GIVEN EXERCISE >>
Please pull out every line of the records below that contains the word "query", and copy each one unchanged.

MATERIAL FOR THIS EXERCISE >>
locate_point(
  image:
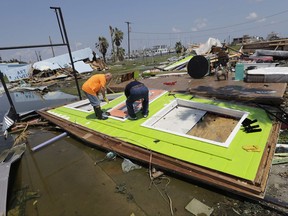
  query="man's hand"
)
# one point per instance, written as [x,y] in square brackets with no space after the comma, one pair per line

==

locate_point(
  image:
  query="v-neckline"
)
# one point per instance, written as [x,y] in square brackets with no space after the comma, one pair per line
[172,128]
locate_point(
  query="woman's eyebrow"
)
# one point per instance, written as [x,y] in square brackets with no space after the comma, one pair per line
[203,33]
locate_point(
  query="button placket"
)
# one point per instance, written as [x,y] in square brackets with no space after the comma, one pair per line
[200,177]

ANSWER TO THE PROBLEM >>
  query="man's hand"
  query="v-neckline"
  query="woman's eyebrow"
  query="button placket"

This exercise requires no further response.